-- Tarefa A --
Cite literalmente o trecho do texto sobre a origem da mariolatria que vai de "Essas pessoas que" até "na crendice popular.", incluindo as duas pontas.

A partir dali a pureza doutrinária do cristianismo foi sendo sacrificada pelo fato da genuína conversão ser substituída por simples decretos imperiais. Decretos humanos evidentemente não iam transformar a natureza pecaminosa de ninguém. Assim, muitos não conversos passaram a adotar um cristianismo nominal e sincretizado somente para gozar das benesses estatais, visto que Constantino Máximo passou a desencorajar o paganismo fechando templos pagãos e ordenando a construção de templos cristãos.
Essas pessoas que travestiram-se de "cristãos" a partir de então trouxeram consigo toda as suas mazelas pagãs procurando acomodá-las à "nova fé". Entre elas estava a devoção a uma divindade feminina que anteriormente tinha sido a "Diana dos efésios", mas que passou a encontrar em Maria de Nazaré uma assimilação conveniente para a sobrevivência dissimulada da crença. Daí podermos afirmar que a mariolatria não foi originada nas páginas da Bíblia, mas sim na crendice popular.
Um fato importante a registrar aqui é que os pagãos tinham uma relação materno-filial com essas divindades femininas, já que o próprio imperador romano era considerado divino justamente por ser filho de Júpiter (o mesmo Zeus grego). Quando um pagão prestava culto à Diana, sempre tinha-a em mente como sua protetora e mãe. Esse conceito foi transposto para a figura de Maria e ela passou a ocupar uma proeminência afetiva nos sentimentos populares. Mais tarde, já durante a Idade Média, esse conceito vai ser corroborado quando se achou em Maria uma espécie de contraceptivo terno ao iracundo e punitivo Deus pregado pela igreja papal. Assim, a humilde Maria foi cada vez mais sendo transformada em objeto de adoração, embora os monges jesuítas tenham tentado encontrar um meio de dissimular a prática de idolatria dando ao culto de veneração que se presta à Maria o título de hiperdulia e diferenciando-o de latria, o culto que se presta somente a Deus.

-- Tarefa B --
Reproduza sem nenhuma alteração as linhas dos registros entre a que contém "Each instance of the air" e a que contém "x=201 y=171", ambas incluídas.

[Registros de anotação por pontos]
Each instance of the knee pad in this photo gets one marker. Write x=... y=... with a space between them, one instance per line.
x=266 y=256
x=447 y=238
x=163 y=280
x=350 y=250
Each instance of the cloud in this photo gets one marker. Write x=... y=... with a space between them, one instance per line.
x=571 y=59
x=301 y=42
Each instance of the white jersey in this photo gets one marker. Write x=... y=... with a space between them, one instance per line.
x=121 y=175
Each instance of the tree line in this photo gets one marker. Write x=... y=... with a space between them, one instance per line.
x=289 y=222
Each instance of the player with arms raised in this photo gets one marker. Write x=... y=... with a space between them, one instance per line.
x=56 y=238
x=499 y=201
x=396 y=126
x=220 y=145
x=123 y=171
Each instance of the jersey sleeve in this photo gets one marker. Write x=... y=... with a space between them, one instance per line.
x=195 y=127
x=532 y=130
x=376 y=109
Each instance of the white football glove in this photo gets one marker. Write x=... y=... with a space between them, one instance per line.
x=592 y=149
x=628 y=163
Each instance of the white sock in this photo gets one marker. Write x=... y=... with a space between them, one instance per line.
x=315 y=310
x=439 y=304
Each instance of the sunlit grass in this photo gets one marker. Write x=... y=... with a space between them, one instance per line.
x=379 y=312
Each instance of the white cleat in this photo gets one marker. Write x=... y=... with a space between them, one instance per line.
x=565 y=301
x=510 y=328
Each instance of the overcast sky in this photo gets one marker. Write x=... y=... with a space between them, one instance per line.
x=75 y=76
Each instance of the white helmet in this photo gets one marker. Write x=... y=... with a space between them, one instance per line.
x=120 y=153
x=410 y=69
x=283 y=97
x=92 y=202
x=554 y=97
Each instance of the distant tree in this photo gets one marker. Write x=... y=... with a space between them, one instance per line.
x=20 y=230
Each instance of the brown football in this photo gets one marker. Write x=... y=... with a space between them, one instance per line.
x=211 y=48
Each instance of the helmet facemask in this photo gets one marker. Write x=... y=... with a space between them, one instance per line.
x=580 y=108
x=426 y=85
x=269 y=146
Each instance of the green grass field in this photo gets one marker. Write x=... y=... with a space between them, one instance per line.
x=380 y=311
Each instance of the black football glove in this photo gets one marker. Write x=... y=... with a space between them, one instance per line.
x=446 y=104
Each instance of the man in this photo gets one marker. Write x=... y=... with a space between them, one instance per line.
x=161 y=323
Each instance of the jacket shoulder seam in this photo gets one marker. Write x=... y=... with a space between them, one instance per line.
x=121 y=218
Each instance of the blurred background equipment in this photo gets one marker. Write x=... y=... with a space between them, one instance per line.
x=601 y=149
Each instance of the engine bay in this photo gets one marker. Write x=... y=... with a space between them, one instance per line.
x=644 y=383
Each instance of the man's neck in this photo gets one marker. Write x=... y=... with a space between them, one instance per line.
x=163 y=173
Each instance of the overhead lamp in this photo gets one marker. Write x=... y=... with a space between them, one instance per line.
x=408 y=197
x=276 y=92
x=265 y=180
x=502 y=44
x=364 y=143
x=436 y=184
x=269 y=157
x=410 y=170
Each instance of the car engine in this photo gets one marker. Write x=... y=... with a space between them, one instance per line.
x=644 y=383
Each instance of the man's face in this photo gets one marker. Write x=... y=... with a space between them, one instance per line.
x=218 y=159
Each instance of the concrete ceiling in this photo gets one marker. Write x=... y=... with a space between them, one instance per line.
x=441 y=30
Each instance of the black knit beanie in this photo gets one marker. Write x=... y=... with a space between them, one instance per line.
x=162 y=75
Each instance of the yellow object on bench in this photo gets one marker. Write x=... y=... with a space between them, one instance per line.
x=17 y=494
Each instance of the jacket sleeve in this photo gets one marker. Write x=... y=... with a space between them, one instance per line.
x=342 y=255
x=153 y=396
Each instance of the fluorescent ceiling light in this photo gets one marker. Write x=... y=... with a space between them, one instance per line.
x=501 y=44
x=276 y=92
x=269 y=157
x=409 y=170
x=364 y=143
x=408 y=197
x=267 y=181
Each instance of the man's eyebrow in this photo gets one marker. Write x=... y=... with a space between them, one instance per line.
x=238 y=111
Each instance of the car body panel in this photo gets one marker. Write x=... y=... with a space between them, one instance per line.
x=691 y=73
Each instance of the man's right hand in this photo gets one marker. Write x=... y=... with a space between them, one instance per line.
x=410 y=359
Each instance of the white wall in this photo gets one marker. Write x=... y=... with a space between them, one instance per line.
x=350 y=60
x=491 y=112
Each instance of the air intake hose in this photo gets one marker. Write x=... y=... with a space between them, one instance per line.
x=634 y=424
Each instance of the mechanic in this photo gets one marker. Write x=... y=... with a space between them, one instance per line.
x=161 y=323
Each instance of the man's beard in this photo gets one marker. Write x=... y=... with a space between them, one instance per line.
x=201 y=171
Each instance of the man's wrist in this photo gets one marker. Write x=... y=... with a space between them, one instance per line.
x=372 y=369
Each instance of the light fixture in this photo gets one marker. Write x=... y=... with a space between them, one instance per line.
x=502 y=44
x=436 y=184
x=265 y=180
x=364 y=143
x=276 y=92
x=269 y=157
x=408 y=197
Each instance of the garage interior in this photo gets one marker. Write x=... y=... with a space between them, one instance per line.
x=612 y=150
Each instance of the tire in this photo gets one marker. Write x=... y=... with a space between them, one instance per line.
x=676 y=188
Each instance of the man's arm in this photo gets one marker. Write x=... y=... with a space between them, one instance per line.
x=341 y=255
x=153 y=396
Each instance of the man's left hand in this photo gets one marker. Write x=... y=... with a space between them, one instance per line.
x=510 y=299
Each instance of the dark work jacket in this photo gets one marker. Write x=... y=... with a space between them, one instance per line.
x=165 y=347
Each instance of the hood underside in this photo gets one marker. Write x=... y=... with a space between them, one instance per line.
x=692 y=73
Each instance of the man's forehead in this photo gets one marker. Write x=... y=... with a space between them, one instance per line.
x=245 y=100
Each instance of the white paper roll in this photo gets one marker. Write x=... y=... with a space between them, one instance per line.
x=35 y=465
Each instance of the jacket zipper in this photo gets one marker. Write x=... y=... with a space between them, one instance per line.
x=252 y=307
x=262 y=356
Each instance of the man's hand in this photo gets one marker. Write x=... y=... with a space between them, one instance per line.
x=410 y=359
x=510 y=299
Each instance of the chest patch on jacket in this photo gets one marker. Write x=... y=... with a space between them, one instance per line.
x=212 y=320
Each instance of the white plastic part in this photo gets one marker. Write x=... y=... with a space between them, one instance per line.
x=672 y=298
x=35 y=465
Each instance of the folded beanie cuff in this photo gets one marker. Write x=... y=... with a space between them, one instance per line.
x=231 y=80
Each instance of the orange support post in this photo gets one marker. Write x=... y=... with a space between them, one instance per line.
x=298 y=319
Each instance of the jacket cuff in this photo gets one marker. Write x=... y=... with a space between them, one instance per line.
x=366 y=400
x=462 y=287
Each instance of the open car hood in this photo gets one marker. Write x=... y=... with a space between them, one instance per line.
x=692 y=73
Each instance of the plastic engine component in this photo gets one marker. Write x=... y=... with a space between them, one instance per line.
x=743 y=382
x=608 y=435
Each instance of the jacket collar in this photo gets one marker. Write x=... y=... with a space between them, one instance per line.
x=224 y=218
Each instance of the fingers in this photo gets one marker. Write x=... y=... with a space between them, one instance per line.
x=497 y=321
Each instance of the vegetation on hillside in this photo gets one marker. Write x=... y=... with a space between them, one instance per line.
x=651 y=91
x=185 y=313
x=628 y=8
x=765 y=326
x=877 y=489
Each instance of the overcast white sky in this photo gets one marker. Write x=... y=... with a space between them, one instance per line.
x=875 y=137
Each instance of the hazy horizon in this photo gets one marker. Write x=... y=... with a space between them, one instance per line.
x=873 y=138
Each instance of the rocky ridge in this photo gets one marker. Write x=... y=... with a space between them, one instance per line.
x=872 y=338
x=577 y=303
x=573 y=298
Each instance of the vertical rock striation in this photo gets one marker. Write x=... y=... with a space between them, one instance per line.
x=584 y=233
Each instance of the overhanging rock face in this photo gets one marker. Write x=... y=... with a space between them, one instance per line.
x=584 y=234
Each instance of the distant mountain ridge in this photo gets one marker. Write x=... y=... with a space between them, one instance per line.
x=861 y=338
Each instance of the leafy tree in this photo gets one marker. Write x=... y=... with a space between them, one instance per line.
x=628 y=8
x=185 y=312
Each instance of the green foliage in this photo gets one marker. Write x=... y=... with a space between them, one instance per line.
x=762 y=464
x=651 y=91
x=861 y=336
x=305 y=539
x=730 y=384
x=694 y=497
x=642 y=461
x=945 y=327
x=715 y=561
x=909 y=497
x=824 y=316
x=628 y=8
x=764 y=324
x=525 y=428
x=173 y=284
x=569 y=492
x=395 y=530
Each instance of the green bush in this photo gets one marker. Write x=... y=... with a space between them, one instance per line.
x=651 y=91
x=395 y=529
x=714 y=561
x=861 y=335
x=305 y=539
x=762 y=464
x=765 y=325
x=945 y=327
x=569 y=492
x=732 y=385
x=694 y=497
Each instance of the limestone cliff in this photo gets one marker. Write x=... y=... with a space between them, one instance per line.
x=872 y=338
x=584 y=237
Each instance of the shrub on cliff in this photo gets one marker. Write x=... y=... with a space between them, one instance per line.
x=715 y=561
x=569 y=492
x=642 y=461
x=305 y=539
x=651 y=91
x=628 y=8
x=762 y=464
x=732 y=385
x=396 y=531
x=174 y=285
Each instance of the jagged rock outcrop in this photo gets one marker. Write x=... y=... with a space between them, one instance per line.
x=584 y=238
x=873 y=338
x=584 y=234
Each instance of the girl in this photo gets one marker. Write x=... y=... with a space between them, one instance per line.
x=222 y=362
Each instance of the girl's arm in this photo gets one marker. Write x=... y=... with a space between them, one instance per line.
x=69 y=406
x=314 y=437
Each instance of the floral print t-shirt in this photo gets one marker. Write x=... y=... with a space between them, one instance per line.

-- Resposta completa A --
Essas pessoas que travestiram-se de "cristãos" a partir de então trouxeram consigo toda as suas mazelas pagãs procurando acomodá-las à "nova fé". Entre elas estava a devoção a uma divindade feminina que anteriormente tinha sido a "Diana dos efésios", mas que passou a encontrar em Maria de Nazaré uma assimilação conveniente para a sobrevivência dissimulada da crença. Daí podermos afirmar que a mariolatria não foi originada nas páginas da Bíblia, mas sim na crendice popular.

-- Resposta completa B --
Each instance of the air intake hose in this photo gets one marker. Write x=... y=... with a space between them, one instance per line.
x=634 y=424
Each instance of the mechanic in this photo gets one marker. Write x=... y=... with a space between them, one instance per line.
x=161 y=323
Each instance of the man's beard in this photo gets one marker. Write x=... y=... with a space between them, one instance per line.
x=201 y=171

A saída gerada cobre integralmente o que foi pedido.